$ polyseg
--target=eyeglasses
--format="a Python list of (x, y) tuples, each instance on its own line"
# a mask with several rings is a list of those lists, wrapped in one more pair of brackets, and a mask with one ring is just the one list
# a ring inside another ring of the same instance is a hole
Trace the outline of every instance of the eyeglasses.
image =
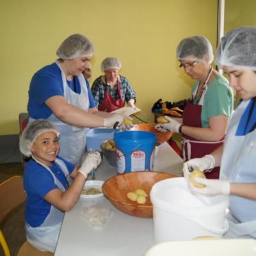
[(193, 68), (198, 63), (198, 61), (195, 61), (193, 63), (186, 64), (186, 65), (180, 64), (179, 67), (180, 68), (184, 68), (184, 69), (186, 69), (186, 68), (191, 69), (191, 68)]

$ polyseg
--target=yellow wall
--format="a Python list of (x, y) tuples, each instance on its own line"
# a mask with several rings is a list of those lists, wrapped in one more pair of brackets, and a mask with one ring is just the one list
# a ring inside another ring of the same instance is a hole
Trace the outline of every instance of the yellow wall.
[(256, 26), (255, 0), (225, 0), (225, 34), (240, 26)]
[[(224, 34), (236, 27), (256, 26), (255, 0), (225, 0)], [(235, 107), (240, 99), (236, 96)]]
[(139, 116), (153, 121), (159, 98), (189, 97), (193, 81), (178, 68), (184, 37), (207, 37), (216, 47), (217, 0), (1, 0), (0, 135), (18, 133), (33, 74), (54, 61), (61, 42), (81, 33), (94, 44), (93, 80), (103, 58), (115, 56), (137, 92)]

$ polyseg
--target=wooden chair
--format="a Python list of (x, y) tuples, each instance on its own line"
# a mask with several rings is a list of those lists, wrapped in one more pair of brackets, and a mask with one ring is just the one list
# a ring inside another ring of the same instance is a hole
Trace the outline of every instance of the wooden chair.
[[(7, 200), (8, 198), (8, 200)], [(23, 189), (23, 179), (14, 176), (0, 184), (0, 222), (16, 206), (26, 200)], [(5, 256), (10, 256), (10, 250), (4, 237), (0, 230), (0, 244), (2, 245)], [(20, 247), (17, 256), (53, 256), (49, 252), (42, 252), (26, 241)]]

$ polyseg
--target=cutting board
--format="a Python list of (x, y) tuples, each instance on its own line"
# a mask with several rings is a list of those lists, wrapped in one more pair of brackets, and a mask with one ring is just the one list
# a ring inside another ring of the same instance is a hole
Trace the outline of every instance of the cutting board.
[(138, 108), (124, 107), (115, 110), (111, 113), (117, 113), (118, 114), (122, 115), (123, 116), (128, 116), (130, 115), (140, 112), (140, 111), (141, 109)]

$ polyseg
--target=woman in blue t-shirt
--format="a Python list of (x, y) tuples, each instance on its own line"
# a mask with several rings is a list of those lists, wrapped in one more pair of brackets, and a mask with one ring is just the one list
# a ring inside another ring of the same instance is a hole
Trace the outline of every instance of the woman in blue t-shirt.
[(38, 118), (52, 122), (61, 134), (60, 156), (79, 164), (85, 149), (85, 127), (121, 125), (118, 114), (98, 111), (82, 72), (89, 67), (94, 49), (82, 35), (68, 36), (57, 51), (56, 63), (33, 76), (28, 104), (29, 121)]
[(24, 175), (27, 239), (36, 248), (52, 252), (64, 212), (75, 205), (88, 174), (101, 161), (97, 152), (89, 154), (81, 168), (59, 157), (59, 136), (52, 124), (39, 119), (27, 125), (20, 141), (20, 152), (32, 157)]

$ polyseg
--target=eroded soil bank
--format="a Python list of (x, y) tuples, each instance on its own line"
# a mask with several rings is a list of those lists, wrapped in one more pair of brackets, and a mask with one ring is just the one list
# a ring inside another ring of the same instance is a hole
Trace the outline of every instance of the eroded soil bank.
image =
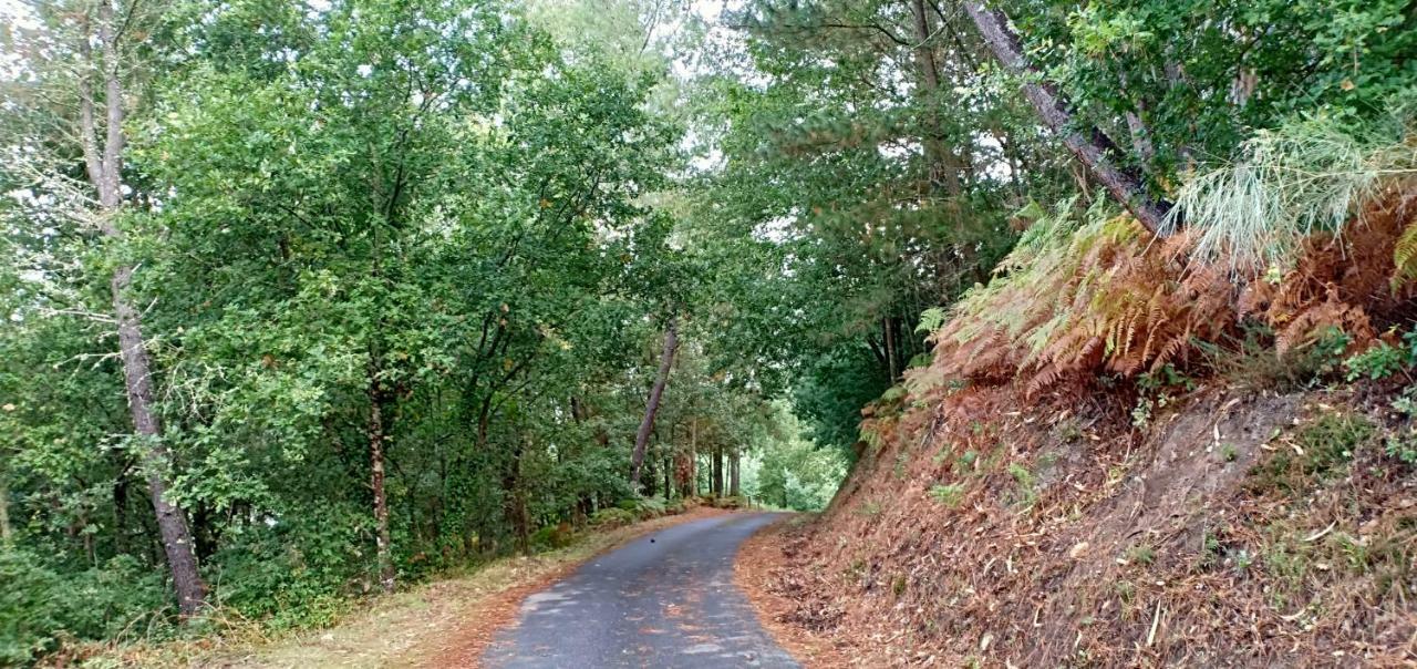
[(877, 411), (832, 506), (754, 537), (738, 580), (809, 666), (1411, 666), (1396, 390)]

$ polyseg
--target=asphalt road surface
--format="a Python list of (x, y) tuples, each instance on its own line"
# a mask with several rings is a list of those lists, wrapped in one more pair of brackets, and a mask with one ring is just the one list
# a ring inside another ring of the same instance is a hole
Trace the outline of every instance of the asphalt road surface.
[(796, 668), (733, 584), (738, 544), (772, 513), (733, 513), (636, 539), (527, 597), (489, 668)]

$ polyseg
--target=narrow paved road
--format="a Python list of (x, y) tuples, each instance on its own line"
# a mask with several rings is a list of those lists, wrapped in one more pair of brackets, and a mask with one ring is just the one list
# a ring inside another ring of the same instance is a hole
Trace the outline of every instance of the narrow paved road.
[(636, 539), (521, 604), (489, 668), (796, 668), (733, 584), (733, 556), (772, 513), (734, 513)]

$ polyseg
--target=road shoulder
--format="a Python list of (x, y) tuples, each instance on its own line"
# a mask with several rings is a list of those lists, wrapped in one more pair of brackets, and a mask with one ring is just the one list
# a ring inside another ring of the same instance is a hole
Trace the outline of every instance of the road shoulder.
[(803, 668), (852, 666), (850, 656), (829, 636), (813, 634), (789, 618), (796, 607), (782, 588), (781, 574), (788, 553), (802, 544), (799, 534), (809, 520), (805, 515), (784, 516), (748, 537), (734, 558), (733, 581), (748, 598), (758, 624)]

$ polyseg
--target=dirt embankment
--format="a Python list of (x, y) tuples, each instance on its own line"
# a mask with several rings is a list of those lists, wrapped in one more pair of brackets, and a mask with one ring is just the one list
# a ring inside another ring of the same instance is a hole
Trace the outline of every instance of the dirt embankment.
[(869, 420), (828, 512), (755, 537), (740, 580), (815, 666), (1413, 666), (1387, 400), (962, 391)]

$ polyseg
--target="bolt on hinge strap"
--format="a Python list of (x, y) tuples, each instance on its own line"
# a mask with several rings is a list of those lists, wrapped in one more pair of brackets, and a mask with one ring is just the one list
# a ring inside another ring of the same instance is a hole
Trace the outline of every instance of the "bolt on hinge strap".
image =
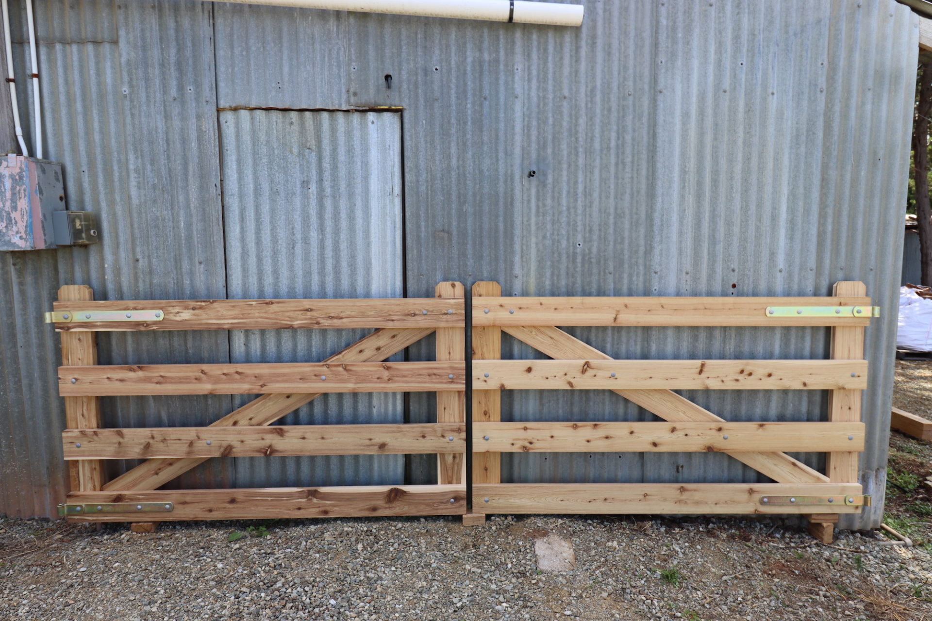
[(83, 516), (95, 513), (171, 513), (172, 503), (85, 503), (82, 505), (58, 506), (60, 516)]
[(820, 505), (823, 506), (840, 505), (845, 506), (870, 506), (869, 495), (838, 496), (761, 496), (761, 505)]
[(880, 317), (880, 306), (767, 306), (767, 317)]
[(161, 310), (130, 311), (52, 311), (46, 313), (46, 323), (72, 323), (89, 321), (161, 321)]

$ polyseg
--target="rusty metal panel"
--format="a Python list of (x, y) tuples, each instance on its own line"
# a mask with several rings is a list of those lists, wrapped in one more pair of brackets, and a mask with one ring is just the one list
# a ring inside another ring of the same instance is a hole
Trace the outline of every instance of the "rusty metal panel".
[(64, 208), (61, 164), (0, 157), (0, 251), (55, 248), (52, 211)]

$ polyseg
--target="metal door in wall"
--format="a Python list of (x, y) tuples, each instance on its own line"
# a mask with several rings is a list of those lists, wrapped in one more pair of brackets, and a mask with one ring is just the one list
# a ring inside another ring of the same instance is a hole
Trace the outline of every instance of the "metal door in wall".
[[(229, 110), (219, 124), (229, 298), (404, 297), (399, 114)], [(230, 362), (318, 362), (369, 331), (231, 331)], [(404, 413), (400, 393), (329, 394), (280, 424)], [(235, 459), (235, 487), (404, 482), (404, 455)]]

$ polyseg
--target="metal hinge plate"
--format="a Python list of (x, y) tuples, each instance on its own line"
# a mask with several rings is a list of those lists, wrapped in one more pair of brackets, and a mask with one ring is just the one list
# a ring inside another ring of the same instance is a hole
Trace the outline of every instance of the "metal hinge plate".
[(761, 505), (820, 505), (830, 506), (870, 506), (870, 496), (761, 496)]
[(767, 306), (767, 317), (880, 317), (880, 306)]
[(767, 306), (767, 317), (880, 317), (880, 306)]
[(72, 323), (88, 321), (161, 321), (165, 313), (160, 310), (133, 311), (52, 311), (46, 313), (46, 323)]
[(84, 516), (95, 513), (171, 513), (171, 503), (98, 503), (84, 505), (59, 505), (60, 516)]

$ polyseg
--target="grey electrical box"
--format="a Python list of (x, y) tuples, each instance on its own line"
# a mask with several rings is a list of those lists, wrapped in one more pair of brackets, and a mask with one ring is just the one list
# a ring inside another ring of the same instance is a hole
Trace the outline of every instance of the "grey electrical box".
[(97, 241), (97, 221), (92, 211), (53, 211), (56, 246), (87, 246)]

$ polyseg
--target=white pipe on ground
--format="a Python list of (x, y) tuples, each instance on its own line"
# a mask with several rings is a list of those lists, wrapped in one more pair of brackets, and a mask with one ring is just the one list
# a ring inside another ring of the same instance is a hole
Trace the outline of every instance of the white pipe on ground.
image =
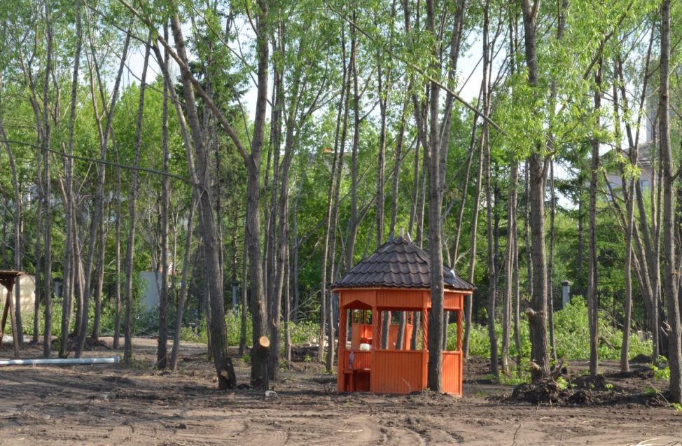
[(0, 359), (0, 365), (68, 365), (83, 364), (118, 364), (118, 355), (111, 358), (36, 358), (34, 359)]

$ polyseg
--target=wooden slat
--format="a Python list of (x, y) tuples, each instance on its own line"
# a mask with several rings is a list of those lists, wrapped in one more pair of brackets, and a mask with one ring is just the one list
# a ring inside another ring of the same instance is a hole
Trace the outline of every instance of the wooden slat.
[(446, 393), (461, 396), (461, 351), (443, 352), (443, 390)]
[(424, 389), (422, 351), (379, 350), (374, 355), (373, 392), (409, 393)]

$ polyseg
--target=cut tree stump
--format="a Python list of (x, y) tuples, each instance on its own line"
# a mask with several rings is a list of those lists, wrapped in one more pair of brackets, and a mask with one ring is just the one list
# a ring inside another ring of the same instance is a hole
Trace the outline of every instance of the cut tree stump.
[(263, 361), (265, 365), (263, 370), (263, 375), (260, 377), (260, 388), (264, 390), (270, 389), (270, 372), (267, 370), (267, 355), (270, 349), (270, 340), (267, 336), (261, 336), (258, 339), (257, 345), (253, 346), (253, 359)]

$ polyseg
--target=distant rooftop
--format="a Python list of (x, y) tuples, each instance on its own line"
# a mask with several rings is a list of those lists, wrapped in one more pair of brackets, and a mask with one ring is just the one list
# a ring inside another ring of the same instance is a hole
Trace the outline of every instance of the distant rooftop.
[[(377, 251), (353, 267), (346, 275), (335, 281), (333, 288), (429, 288), (431, 278), (429, 254), (409, 239), (398, 236), (389, 240)], [(473, 291), (475, 287), (443, 267), (446, 288)]]

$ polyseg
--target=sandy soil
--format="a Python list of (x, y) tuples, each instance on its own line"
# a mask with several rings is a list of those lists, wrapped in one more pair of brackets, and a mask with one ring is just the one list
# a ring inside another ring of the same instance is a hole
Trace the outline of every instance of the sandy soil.
[[(648, 384), (661, 387), (646, 372), (607, 374), (617, 398), (557, 406), (503, 399), (511, 387), (489, 384), (481, 361), (468, 364), (462, 398), (338, 395), (333, 377), (295, 362), (274, 384), (277, 396), (267, 398), (216, 390), (201, 345), (183, 344), (174, 373), (151, 370), (155, 340), (134, 345), (132, 369), (0, 368), (0, 444), (682, 445), (682, 412), (644, 396)], [(87, 356), (117, 353), (99, 348)], [(0, 356), (11, 355), (0, 349)], [(35, 347), (22, 351), (39, 355)], [(247, 366), (236, 365), (239, 382), (246, 382)]]

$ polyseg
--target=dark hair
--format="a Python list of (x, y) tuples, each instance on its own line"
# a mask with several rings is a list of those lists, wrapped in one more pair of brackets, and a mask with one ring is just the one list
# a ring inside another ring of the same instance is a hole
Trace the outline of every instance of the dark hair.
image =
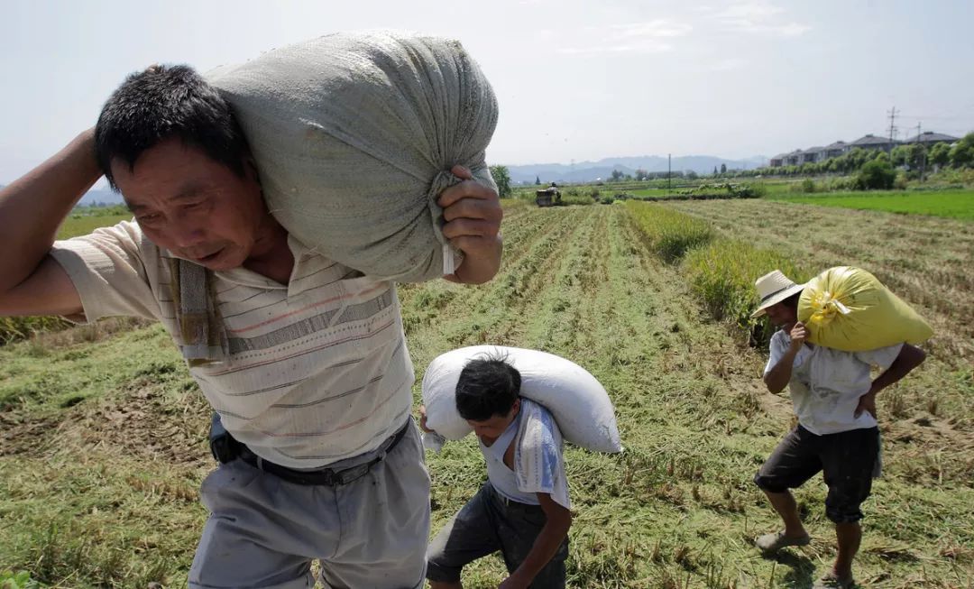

**Your objective**: Pull out each line above that contains the string "tree", treating uppercase and lowercase as different.

**Solution for this problem**:
--target=cut tree stump
Trace the outline of every instance of the cut tree stump.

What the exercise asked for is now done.